==== EXTRAIT DE PAGE

Ce succès qui se traduit par des millions d'exemplaires mérite qu'on l'interroge. Si chaque génération le renouvelle, j'y vois de multiples raisons.
Zola a une idée de la littérature qui consiste à s'affronter au monde, loin de la beauté formelle et académique comme de l'introspection narcissique. Il veut rendre dans sa vérité " notre époque si belle, si sainte ", s'atteler " à la besogne du siècle avec le rude outil de la prose ". Son approche, sa méthode furent celles du naturalisme, alimentées par la recherche de son temps, par une analyse méticuleuse, par des enquêtes sur le terrain. Elles furent, en même temps, prolongées par l'imaginaire, par une véritable création poétique, par le lyrisme et l'épique de l'expression.
Il réussit à faire entrer le peuple dans l'écriture, un peu comme Michelet, qu'il a dévoré, a retracé son entrée dans l'histoire. Zola est le premier qui redonne vraiment au peuple sa parole, et même son argot, dans l'uvre écrite.
Et ce sont les Rougon, les Macquart, les Lantier, Nana, Gervaise, dont il suffit de prononcer les noms pour qu'ils défilent devant nos yeux, authentiques, épais, tragiques, vivants, éternels dans leur singularité.
Ce qu'il voit dans le monde et dans le peuple, c'est d'abord de l'énergie et du mouvement. Pensons à la circulation de l'argent dans Au bonheur des dames, ou ce qu'il dit de Germinal "un soulèvement, un coup d'épaule donné à la société".
Zola est en effet le premier à avoir décrit l'univers industriel. Malgré tout l'intérêt qu'avaient porté un Balzac ou un Dickens au monde du travail, c'est Zola qui a fait entrer en littérature la mine et la locomotive, qui a saisi dans cet immense développement du machinisme la fascination et la menace pour l'homme contemporain. Zola voit une grande force à l'uvre dans le monde moderne, le déchaînement de la production.
Même si ses personnages nous marquent et en particulier ses personnages féminins, comme Gervaise ou Nana, Zola est d'abord le peintre des milieux sociaux, des grands ensembles de ce qu'il appelle " un âge social ". Son talent pour la fresque, comme pour le portrait, donne à son écriture l'allure d'une oeuvre cinématographique d'avant le cinéma. Son oeil-caméra crée un univers qui ne pouvait que passer sans difficulté de l'écran de la page à celui du 7ème art, sans rien perdre de sa vérité et de son actualité.
Au-delà de ses théories naturalistes, forcément datées, ses préoccupations sur la filiation, la maladie, la monstruosité rejoignent nos questions d'aujourd'hui devant les progrès et les errements de la biologie. Selon le mot d'un orfèvre en la matière, Jean Rostand, Zola a su "faire passer l'émotion biologique". Son inquiétude semble le conduire et nous guider toujours de la description minutieuse à la dérive fantastique, à l'exemple de l'engloutissement de la locomotive dans la neige, à la fin de La bête humaine.
Zola a trouvé le secret d'un alliage littéraire entre une documentation rigoureuse et l'envol vers la fable ou l'épopée. Cette union intime d'une connaissance objective de la réalité contemporaine et des rêves, des cauchemars, des folies qu'elle peut enfanter ou laisser imaginer, est le don le plus précieux et le plus durable que nous apporte l'uvre écrite.

========
==== DONNÉES À ANALYSER

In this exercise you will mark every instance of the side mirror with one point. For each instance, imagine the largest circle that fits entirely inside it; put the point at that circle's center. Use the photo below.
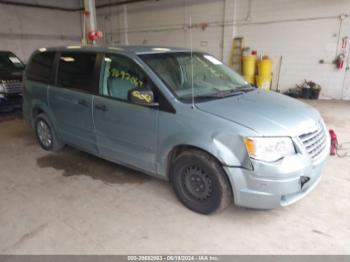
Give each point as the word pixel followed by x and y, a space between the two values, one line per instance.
pixel 142 97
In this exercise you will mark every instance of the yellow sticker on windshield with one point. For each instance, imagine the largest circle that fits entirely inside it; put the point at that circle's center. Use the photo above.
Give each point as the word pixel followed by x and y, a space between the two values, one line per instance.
pixel 143 97
pixel 126 76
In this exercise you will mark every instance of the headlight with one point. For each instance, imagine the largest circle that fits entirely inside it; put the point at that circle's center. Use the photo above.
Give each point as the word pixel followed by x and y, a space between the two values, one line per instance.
pixel 269 148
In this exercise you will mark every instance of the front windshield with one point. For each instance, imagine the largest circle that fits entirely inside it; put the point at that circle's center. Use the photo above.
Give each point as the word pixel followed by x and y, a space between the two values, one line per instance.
pixel 8 61
pixel 211 78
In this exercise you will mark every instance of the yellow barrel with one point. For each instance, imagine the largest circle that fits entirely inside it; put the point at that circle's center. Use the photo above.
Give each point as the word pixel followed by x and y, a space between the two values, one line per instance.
pixel 263 82
pixel 265 67
pixel 249 63
pixel 250 79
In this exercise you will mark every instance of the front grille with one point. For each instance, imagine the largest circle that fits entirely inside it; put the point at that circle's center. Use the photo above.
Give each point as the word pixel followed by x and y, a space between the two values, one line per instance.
pixel 12 86
pixel 314 141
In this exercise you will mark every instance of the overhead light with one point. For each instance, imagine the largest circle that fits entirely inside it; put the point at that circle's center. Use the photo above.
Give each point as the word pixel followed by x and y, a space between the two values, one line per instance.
pixel 115 48
pixel 67 59
pixel 73 47
pixel 213 60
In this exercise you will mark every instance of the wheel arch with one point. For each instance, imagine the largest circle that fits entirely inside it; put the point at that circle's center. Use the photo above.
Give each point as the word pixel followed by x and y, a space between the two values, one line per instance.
pixel 177 150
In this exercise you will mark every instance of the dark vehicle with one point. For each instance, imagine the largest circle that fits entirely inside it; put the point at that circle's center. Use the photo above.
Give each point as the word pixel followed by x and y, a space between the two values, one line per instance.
pixel 11 86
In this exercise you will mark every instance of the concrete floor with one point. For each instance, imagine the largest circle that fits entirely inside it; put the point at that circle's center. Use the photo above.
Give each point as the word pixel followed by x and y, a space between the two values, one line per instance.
pixel 74 203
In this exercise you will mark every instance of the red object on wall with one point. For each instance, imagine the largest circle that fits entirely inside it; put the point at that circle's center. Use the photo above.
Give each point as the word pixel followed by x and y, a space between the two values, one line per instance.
pixel 340 61
pixel 334 142
pixel 344 42
pixel 95 35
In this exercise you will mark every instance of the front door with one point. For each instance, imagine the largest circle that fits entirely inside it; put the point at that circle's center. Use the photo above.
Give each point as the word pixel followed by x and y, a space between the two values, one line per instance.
pixel 125 132
pixel 71 99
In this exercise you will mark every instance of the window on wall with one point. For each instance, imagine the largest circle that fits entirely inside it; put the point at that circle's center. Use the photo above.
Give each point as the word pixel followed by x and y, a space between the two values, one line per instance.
pixel 40 68
pixel 76 71
pixel 121 75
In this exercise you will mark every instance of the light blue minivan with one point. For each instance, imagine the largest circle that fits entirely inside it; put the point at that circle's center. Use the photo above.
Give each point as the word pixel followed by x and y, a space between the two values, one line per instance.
pixel 179 115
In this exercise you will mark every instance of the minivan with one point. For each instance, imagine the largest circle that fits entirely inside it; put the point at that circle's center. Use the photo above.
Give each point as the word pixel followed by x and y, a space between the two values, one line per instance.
pixel 180 115
pixel 11 87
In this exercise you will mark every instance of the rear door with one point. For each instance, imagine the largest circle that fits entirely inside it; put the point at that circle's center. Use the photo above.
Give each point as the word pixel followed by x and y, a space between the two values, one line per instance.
pixel 71 98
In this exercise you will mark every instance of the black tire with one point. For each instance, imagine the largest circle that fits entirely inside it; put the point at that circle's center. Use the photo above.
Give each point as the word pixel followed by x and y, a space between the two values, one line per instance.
pixel 200 182
pixel 55 144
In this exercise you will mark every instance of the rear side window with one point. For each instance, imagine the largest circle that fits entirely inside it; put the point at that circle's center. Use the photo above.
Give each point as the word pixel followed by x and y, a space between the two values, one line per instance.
pixel 40 67
pixel 76 71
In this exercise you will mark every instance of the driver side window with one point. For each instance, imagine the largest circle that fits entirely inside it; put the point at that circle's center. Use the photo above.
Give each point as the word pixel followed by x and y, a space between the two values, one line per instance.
pixel 120 76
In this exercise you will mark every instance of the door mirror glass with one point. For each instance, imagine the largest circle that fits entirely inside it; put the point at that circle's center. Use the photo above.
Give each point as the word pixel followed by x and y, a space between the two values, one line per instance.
pixel 142 97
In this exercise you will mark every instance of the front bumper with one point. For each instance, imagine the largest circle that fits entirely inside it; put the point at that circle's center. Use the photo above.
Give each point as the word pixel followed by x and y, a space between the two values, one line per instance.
pixel 272 185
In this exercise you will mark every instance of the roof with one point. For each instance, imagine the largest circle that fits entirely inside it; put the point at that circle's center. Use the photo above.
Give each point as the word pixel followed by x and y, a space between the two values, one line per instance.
pixel 129 49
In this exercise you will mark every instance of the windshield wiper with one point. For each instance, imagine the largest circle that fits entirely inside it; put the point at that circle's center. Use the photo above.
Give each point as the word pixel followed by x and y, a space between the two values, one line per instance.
pixel 221 94
pixel 245 88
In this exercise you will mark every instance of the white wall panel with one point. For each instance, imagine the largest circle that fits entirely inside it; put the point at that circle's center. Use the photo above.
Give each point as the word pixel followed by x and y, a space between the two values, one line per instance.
pixel 166 23
pixel 23 29
pixel 303 32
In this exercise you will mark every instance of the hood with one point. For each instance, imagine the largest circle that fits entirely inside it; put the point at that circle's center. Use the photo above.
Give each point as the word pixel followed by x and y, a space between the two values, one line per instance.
pixel 267 113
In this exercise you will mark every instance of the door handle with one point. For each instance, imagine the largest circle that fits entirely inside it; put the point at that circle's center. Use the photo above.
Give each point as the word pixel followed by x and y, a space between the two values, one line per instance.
pixel 82 102
pixel 101 107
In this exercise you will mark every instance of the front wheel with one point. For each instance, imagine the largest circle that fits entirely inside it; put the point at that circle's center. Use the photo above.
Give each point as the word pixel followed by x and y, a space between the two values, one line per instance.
pixel 200 182
pixel 46 134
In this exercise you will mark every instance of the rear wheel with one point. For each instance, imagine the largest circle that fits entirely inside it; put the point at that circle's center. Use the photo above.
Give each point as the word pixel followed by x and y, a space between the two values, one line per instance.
pixel 200 182
pixel 46 134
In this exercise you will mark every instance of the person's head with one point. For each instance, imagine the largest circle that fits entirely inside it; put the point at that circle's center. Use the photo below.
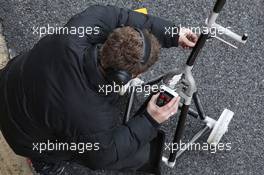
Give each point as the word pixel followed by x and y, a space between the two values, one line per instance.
pixel 123 50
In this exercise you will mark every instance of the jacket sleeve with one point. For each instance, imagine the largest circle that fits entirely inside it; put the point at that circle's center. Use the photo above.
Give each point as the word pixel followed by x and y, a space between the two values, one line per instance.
pixel 100 21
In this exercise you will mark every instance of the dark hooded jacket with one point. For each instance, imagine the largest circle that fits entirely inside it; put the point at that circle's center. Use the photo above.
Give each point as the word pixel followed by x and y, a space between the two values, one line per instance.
pixel 50 94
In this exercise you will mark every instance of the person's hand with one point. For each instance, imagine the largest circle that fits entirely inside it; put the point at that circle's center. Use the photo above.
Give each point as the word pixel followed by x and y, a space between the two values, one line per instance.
pixel 187 39
pixel 161 114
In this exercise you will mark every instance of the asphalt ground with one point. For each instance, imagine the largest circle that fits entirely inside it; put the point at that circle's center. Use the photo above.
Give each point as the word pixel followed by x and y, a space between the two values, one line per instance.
pixel 226 77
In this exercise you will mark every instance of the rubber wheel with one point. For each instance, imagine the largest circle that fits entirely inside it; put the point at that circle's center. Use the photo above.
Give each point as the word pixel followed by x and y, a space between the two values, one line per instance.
pixel 220 127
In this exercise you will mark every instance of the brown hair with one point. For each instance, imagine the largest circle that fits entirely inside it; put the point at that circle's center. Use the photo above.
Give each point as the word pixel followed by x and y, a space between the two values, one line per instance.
pixel 123 49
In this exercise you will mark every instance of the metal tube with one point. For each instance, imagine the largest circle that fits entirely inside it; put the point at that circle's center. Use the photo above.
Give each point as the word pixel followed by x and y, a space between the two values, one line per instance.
pixel 195 137
pixel 197 48
pixel 179 131
pixel 198 106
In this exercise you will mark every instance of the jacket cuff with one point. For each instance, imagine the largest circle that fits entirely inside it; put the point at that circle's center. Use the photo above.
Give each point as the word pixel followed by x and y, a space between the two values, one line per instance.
pixel 154 123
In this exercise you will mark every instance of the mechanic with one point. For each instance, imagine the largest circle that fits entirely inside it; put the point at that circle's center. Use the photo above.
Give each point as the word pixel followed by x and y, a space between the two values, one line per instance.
pixel 50 94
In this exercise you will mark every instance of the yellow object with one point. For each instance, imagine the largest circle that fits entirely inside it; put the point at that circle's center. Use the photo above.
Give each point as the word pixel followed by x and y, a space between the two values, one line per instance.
pixel 142 10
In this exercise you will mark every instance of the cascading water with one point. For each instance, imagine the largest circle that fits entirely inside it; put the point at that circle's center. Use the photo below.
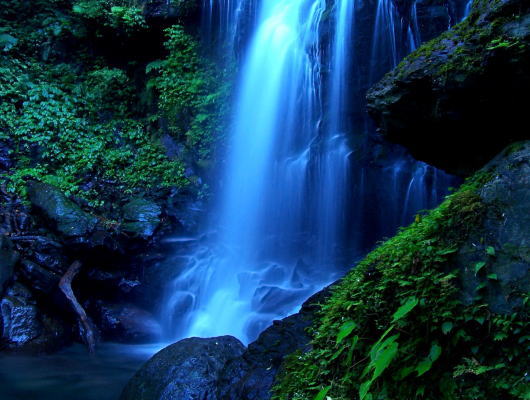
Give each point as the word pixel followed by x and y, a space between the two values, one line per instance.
pixel 297 206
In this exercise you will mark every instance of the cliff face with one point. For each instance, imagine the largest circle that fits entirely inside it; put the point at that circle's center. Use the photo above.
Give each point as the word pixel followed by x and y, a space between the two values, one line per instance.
pixel 95 167
pixel 461 98
pixel 424 314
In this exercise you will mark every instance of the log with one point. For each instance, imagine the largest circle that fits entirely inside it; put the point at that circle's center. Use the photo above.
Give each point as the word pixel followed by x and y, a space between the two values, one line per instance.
pixel 65 284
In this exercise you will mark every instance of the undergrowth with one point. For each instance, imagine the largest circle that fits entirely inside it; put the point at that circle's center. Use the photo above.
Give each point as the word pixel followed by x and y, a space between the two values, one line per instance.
pixel 395 328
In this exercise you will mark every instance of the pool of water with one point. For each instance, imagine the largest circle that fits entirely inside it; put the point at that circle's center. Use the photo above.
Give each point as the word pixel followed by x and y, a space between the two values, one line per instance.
pixel 72 374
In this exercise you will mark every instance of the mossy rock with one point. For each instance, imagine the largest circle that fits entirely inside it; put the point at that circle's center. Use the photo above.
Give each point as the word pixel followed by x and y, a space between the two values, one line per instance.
pixel 141 217
pixel 463 94
pixel 64 215
pixel 426 314
pixel 8 259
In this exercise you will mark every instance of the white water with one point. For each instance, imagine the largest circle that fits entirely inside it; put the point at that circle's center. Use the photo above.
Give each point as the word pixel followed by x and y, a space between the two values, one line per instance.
pixel 290 191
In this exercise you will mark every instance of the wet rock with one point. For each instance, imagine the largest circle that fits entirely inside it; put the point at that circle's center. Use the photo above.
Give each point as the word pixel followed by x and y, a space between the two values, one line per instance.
pixel 274 299
pixel 169 11
pixel 26 328
pixel 464 93
pixel 142 217
pixel 8 259
pixel 186 370
pixel 6 162
pixel 504 243
pixel 20 322
pixel 65 216
pixel 40 279
pixel 127 323
pixel 251 376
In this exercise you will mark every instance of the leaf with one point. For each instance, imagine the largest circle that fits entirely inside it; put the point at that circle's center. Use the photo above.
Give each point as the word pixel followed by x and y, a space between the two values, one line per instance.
pixel 479 266
pixel 322 394
pixel 426 364
pixel 384 359
pixel 345 330
pixel 435 353
pixel 446 327
pixel 405 309
pixel 423 366
pixel 447 251
pixel 364 388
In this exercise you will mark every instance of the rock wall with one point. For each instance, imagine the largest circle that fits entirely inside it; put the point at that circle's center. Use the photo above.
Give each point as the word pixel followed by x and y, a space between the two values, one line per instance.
pixel 460 99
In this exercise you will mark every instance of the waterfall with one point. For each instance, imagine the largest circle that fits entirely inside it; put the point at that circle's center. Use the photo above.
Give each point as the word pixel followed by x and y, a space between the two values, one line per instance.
pixel 300 197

========

*CONSIGNE*
D'après l'extrait de page sur Zola, qu'est-ce que Zola a fait entrer en littérature en décrivant l'univers industriel ?

*RÉPONSE*
La mine et la locomotive.